Print out, word for word, the stretch of the records below from the line that contains "the bamboo pole" through the line that contains "[[32, 216], [40, 119], [9, 144], [12, 42]]", including both of those lines.

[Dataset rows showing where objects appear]
'''

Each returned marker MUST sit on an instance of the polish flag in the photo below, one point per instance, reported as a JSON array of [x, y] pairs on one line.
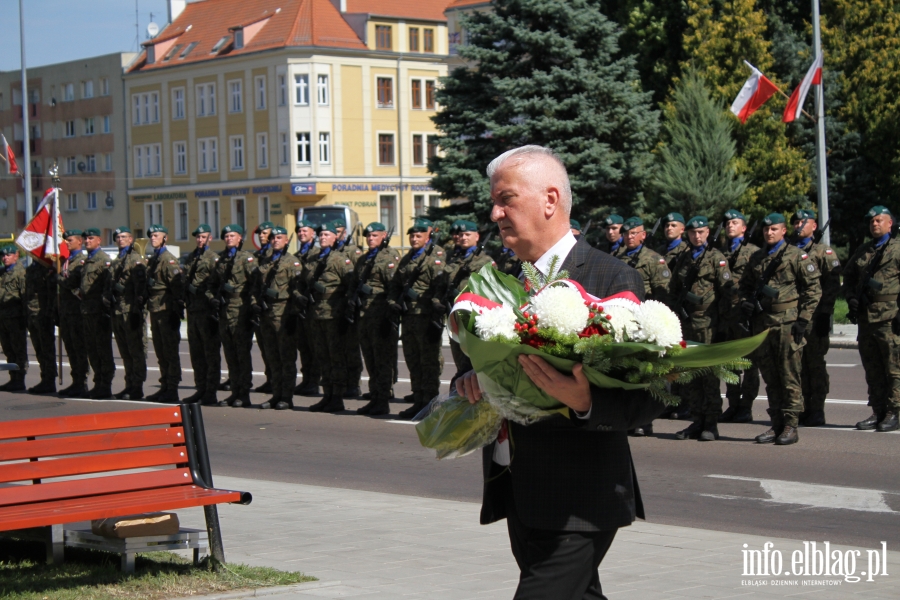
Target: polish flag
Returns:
[[813, 76], [42, 238], [8, 157], [756, 91]]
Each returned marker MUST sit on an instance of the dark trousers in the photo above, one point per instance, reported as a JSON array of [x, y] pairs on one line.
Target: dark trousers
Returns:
[[556, 565]]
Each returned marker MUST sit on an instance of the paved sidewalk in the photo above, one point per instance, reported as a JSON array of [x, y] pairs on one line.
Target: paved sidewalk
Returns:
[[384, 546]]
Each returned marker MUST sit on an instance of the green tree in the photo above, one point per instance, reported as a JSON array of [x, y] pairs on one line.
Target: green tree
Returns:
[[545, 72], [696, 172]]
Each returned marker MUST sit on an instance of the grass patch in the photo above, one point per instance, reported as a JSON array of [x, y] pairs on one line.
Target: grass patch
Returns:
[[96, 575]]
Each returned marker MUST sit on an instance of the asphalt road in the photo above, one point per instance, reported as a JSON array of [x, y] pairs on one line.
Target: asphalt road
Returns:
[[837, 484]]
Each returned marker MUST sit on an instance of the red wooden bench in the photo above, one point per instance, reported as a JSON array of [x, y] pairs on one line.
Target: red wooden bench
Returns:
[[66, 469]]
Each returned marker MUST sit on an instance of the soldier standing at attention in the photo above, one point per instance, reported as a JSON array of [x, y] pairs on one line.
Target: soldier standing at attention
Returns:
[[203, 333], [71, 324], [418, 282], [814, 374], [328, 286], [368, 294], [230, 297], [279, 278], [871, 286], [95, 309], [40, 303], [165, 284], [738, 251], [779, 292], [700, 288], [309, 366], [13, 331], [127, 292]]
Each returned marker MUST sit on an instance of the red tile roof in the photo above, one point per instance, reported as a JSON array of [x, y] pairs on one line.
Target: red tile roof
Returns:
[[297, 23]]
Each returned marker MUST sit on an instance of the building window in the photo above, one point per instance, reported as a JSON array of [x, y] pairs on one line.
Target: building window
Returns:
[[383, 37], [385, 87], [301, 89], [387, 210], [262, 150], [385, 149], [237, 152], [260, 92], [324, 148], [303, 148], [178, 103], [180, 158]]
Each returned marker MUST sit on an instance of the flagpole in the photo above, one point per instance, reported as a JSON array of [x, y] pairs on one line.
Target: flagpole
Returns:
[[822, 169]]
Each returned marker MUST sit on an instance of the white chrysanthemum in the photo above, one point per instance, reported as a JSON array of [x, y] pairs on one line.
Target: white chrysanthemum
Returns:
[[496, 322], [659, 325], [561, 308]]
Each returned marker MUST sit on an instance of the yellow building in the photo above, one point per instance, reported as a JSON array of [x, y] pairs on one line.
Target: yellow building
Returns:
[[242, 112]]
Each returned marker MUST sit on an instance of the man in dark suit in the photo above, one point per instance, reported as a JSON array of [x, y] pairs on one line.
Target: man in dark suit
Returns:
[[564, 485]]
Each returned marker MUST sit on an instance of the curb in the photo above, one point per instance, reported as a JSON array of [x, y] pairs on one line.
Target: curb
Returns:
[[266, 591]]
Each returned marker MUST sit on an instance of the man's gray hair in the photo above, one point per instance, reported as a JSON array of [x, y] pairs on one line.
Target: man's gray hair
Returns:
[[526, 152]]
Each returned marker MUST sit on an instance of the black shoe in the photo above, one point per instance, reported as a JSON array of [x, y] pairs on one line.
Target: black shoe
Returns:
[[890, 422], [692, 432], [787, 437], [872, 422]]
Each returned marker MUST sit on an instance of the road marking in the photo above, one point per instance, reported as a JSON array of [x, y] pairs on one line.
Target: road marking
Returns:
[[813, 495]]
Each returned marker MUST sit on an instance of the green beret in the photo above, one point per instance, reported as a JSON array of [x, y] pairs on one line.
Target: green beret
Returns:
[[632, 222], [671, 217], [878, 210], [697, 222]]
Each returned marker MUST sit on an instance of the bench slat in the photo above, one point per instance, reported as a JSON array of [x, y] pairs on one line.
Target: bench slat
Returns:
[[115, 505], [97, 463], [82, 444], [76, 488], [96, 422]]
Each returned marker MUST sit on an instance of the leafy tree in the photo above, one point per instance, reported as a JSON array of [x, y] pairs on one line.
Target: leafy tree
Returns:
[[696, 174], [545, 72]]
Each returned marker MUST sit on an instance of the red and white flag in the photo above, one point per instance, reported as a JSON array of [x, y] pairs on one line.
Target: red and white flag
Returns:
[[756, 91], [795, 105], [42, 238], [8, 157]]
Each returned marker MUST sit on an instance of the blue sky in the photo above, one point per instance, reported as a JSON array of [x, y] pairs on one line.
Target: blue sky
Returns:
[[63, 30]]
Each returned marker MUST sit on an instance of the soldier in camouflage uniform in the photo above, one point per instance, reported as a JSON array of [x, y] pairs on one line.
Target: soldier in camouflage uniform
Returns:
[[871, 286], [165, 286], [40, 305], [701, 283], [738, 251], [95, 309], [231, 298], [779, 291], [203, 333], [367, 305], [309, 367], [71, 323], [815, 382], [12, 317], [127, 293], [278, 279], [328, 288], [417, 284]]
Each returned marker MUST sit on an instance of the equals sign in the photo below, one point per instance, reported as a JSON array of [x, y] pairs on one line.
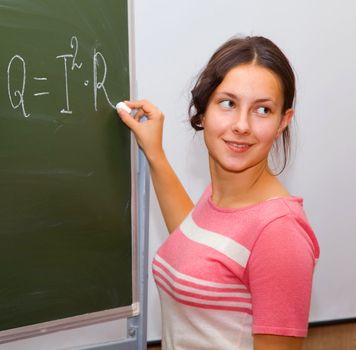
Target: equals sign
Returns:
[[40, 93]]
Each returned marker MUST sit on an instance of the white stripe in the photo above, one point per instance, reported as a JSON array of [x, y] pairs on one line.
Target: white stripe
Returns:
[[199, 291], [203, 301], [217, 241], [197, 280]]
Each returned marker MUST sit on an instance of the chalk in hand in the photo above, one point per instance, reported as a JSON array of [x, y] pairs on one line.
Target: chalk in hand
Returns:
[[124, 106]]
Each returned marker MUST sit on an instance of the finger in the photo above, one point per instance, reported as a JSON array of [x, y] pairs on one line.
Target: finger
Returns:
[[144, 107], [127, 119]]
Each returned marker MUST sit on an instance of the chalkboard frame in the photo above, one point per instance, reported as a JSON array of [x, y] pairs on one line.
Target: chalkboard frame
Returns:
[[134, 313]]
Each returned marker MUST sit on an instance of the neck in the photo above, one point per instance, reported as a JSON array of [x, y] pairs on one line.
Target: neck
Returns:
[[238, 189]]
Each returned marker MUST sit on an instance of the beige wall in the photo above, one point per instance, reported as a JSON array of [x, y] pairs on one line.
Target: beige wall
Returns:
[[337, 337]]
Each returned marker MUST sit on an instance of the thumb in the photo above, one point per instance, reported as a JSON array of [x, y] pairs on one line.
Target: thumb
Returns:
[[127, 119]]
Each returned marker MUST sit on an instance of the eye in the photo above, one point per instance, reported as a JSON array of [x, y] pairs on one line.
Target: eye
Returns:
[[263, 110], [227, 104]]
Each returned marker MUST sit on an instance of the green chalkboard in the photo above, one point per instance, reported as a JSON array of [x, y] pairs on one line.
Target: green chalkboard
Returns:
[[65, 174]]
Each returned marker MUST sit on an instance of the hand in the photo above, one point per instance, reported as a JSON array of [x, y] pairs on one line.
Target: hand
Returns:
[[148, 133]]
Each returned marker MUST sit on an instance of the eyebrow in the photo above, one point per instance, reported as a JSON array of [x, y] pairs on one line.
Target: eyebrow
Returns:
[[231, 95]]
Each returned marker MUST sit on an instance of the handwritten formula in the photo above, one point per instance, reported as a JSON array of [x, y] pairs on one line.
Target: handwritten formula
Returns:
[[18, 76]]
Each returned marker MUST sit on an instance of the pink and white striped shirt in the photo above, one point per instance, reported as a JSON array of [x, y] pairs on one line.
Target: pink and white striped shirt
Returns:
[[225, 274]]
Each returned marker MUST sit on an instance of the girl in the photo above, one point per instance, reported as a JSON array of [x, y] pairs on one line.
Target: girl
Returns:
[[236, 272]]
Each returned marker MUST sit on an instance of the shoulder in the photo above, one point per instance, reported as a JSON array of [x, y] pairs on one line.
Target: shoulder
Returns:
[[286, 225]]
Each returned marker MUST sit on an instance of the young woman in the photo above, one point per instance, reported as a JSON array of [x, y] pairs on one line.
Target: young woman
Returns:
[[236, 272]]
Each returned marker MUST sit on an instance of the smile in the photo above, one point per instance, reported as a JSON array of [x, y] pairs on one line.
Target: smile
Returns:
[[238, 147]]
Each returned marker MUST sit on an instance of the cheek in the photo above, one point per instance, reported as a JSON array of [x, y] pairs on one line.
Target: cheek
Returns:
[[267, 132]]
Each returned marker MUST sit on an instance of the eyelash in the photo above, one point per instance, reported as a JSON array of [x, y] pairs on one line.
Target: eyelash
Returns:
[[231, 104], [267, 110]]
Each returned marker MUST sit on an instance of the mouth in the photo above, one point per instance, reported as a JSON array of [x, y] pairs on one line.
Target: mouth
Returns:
[[238, 147]]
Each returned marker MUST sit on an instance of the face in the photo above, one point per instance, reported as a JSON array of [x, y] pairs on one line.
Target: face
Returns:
[[243, 119]]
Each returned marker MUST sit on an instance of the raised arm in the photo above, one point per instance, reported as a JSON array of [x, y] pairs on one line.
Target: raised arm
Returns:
[[174, 201]]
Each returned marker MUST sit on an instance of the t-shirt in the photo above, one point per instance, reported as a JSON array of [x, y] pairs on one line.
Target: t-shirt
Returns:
[[225, 274]]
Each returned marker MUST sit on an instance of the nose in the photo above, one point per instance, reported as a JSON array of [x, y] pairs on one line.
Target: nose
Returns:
[[241, 123]]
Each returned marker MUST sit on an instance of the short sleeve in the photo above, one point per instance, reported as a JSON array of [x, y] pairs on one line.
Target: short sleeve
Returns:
[[280, 273]]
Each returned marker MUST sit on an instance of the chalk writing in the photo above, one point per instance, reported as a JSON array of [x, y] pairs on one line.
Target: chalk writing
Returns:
[[17, 93], [17, 78]]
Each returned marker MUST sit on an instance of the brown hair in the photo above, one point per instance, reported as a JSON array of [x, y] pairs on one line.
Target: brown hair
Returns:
[[256, 50]]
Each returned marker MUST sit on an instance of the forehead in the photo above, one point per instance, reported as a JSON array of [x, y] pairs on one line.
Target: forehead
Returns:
[[251, 80]]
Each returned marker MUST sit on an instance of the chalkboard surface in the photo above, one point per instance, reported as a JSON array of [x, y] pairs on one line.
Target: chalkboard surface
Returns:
[[65, 188]]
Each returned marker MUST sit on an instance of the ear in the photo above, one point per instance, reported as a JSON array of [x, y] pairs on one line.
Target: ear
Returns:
[[202, 121], [286, 119]]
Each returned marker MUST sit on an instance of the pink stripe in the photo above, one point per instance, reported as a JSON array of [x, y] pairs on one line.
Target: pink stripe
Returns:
[[199, 286], [200, 296], [203, 306]]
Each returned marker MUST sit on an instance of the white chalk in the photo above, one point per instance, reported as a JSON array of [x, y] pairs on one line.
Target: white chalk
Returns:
[[124, 106]]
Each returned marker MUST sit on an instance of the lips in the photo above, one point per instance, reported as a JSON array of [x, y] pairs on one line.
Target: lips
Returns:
[[238, 147]]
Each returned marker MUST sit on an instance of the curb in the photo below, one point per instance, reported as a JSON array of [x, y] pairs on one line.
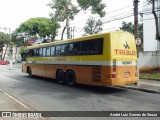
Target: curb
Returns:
[[142, 89], [156, 79]]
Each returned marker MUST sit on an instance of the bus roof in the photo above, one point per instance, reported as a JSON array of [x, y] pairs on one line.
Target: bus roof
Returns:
[[73, 39]]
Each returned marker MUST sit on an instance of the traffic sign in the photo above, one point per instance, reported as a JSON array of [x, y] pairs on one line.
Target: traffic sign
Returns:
[[138, 41]]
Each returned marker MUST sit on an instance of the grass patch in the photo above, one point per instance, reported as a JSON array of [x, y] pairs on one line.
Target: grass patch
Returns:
[[150, 75]]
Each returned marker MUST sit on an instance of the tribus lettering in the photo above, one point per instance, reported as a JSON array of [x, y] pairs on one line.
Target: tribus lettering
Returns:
[[124, 52]]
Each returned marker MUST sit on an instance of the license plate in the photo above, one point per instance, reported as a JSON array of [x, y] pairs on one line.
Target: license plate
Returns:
[[126, 74]]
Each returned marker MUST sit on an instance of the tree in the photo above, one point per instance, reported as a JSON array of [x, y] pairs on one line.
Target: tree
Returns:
[[65, 10], [127, 27], [41, 26], [93, 26], [156, 18], [96, 6]]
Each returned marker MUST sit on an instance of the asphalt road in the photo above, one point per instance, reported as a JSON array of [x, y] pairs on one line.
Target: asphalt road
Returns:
[[47, 95]]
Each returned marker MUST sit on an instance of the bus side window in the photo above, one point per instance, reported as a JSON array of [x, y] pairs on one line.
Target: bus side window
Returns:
[[93, 48], [85, 47], [63, 47], [44, 52], [40, 51], [48, 51], [58, 50], [52, 51], [76, 48]]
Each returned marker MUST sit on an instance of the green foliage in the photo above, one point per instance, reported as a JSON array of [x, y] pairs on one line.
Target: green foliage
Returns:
[[96, 6], [22, 48], [41, 26], [93, 26], [129, 27], [4, 38], [61, 10]]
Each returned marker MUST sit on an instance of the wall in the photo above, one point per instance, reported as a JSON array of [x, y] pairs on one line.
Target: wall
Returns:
[[149, 60]]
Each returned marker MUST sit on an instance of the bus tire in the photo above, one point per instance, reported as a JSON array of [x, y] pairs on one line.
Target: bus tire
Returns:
[[70, 78], [60, 76], [30, 72]]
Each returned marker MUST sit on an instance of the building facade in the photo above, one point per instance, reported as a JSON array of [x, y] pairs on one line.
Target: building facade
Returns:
[[149, 29]]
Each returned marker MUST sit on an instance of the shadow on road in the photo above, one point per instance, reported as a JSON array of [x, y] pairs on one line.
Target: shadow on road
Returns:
[[94, 89]]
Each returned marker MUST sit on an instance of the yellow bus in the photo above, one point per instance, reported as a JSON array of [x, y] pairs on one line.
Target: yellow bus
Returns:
[[107, 59]]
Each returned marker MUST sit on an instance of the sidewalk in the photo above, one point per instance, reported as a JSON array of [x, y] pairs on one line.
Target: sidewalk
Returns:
[[152, 86], [9, 103]]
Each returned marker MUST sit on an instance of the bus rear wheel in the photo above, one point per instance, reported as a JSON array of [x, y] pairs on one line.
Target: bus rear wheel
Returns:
[[70, 78], [60, 76], [30, 72]]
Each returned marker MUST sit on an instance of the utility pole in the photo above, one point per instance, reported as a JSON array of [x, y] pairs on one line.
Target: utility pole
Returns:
[[135, 4], [11, 51]]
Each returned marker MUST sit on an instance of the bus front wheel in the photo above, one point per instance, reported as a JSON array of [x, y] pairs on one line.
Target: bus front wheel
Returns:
[[30, 72], [70, 78], [60, 76]]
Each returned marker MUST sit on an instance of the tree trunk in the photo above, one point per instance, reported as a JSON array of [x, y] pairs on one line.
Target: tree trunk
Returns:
[[63, 32], [5, 52], [156, 20]]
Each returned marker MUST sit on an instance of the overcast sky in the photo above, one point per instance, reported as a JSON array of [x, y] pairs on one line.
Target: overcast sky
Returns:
[[14, 12]]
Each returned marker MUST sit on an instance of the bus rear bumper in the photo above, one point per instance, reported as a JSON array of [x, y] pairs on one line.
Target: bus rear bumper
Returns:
[[121, 81]]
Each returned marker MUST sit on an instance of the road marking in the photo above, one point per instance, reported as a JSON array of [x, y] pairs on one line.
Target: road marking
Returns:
[[14, 99]]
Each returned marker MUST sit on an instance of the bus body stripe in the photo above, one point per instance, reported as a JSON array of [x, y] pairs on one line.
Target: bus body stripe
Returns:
[[119, 63]]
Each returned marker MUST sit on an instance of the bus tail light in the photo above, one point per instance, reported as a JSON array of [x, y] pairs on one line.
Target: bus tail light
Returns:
[[137, 69], [114, 65], [113, 75]]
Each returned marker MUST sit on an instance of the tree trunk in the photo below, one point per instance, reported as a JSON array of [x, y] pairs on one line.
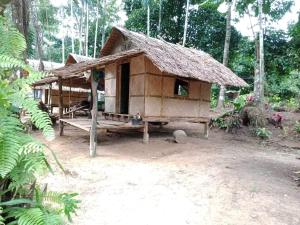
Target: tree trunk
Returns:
[[259, 95], [186, 22], [159, 17], [81, 27], [96, 30], [104, 25], [225, 53], [63, 50], [72, 31], [20, 15], [38, 34], [148, 19], [87, 31]]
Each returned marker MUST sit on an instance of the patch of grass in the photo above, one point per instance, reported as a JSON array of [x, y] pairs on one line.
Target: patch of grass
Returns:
[[297, 127], [263, 133]]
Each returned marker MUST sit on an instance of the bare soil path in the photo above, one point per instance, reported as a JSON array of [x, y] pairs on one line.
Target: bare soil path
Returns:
[[225, 180]]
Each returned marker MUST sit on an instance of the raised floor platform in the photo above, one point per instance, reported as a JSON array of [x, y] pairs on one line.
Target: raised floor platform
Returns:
[[85, 124]]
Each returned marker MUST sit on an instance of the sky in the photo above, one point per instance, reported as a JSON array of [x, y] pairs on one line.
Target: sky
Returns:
[[243, 25]]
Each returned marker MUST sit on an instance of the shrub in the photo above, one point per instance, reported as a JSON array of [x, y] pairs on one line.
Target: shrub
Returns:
[[230, 122], [240, 102], [263, 133], [22, 158], [297, 127]]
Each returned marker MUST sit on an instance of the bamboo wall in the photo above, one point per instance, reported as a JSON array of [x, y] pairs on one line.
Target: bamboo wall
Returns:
[[152, 93], [72, 97]]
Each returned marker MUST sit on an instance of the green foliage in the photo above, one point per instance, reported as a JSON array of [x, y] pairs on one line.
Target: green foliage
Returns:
[[229, 122], [209, 38], [21, 157], [240, 102], [297, 127], [263, 133]]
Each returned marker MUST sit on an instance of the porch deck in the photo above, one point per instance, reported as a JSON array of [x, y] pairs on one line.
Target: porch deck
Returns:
[[85, 124]]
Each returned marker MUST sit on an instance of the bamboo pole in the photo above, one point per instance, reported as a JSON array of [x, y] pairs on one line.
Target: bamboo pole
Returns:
[[93, 130], [61, 106]]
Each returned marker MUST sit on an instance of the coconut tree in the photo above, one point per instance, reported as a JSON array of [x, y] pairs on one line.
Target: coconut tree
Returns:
[[186, 21], [226, 51], [146, 4]]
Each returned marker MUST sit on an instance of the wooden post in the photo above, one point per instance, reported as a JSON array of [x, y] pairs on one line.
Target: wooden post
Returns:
[[206, 129], [146, 132], [61, 106], [93, 130], [50, 100]]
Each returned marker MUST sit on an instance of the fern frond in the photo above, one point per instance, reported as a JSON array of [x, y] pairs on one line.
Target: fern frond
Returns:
[[32, 216], [40, 119], [9, 144], [12, 42]]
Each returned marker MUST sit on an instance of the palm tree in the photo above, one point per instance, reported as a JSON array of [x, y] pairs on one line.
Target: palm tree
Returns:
[[226, 51], [186, 22], [96, 29], [146, 4], [259, 94]]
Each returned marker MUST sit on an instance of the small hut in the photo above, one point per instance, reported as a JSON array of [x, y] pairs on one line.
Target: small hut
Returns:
[[157, 80], [73, 93]]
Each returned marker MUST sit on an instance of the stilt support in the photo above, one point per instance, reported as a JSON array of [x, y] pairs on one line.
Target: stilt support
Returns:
[[206, 129], [93, 130], [146, 132], [60, 104]]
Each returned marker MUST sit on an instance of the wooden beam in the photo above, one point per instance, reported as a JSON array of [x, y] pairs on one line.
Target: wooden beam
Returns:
[[94, 112], [206, 129], [60, 104], [146, 132]]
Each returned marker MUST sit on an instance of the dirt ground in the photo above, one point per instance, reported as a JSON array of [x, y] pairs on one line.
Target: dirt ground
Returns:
[[225, 180]]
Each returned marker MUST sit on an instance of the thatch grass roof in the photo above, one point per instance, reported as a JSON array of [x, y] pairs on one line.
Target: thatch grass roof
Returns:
[[175, 59], [169, 58], [75, 58], [76, 74]]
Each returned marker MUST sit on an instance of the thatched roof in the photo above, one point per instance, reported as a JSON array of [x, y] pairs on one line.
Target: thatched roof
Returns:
[[169, 58], [74, 58], [48, 65], [175, 59], [76, 74]]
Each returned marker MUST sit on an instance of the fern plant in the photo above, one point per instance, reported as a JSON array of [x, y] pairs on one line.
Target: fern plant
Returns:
[[21, 157]]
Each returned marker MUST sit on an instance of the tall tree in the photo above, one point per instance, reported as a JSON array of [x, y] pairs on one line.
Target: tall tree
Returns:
[[96, 29], [146, 4], [72, 27], [159, 17], [263, 10], [20, 16], [259, 94], [86, 29], [226, 51], [104, 26], [38, 34], [186, 21]]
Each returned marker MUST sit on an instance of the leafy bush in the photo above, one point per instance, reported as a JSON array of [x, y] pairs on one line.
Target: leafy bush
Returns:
[[228, 122], [263, 133], [240, 102], [22, 158]]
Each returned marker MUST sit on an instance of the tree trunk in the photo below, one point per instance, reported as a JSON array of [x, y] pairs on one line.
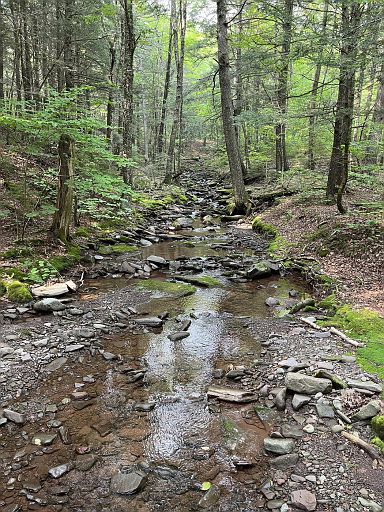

'''

# RESULT
Each returned marker MUST sit on an instance of the bamboo pole in the photo above, one point per instance, reported as a JSON array of [x, y] pairs on one line.
Target: bamboo pole
Returns:
[[93, 130], [61, 106]]
Each returned marker MUST sit on an instance of the coconut tree in the photo above, one point per instance, reported as a JSON array of [x, y] pairs on one line.
Target: coconut tree
Returns:
[[186, 21], [226, 51], [146, 4]]
Each returned marker MUST sit on an instance of the wooden post in the photo above, one point per instance, reported as a JSON array of [x, y] pairs on one line.
Target: wooden post
Returns:
[[206, 129], [146, 132], [61, 106], [93, 130], [50, 100]]
Each returned marker MUST sit on an instance of the fern frond in the photo above, one point per instance, reported as a JSON array of [x, y] pairs on one line.
Target: fern frond
Returns:
[[32, 216], [40, 119], [9, 144], [12, 42]]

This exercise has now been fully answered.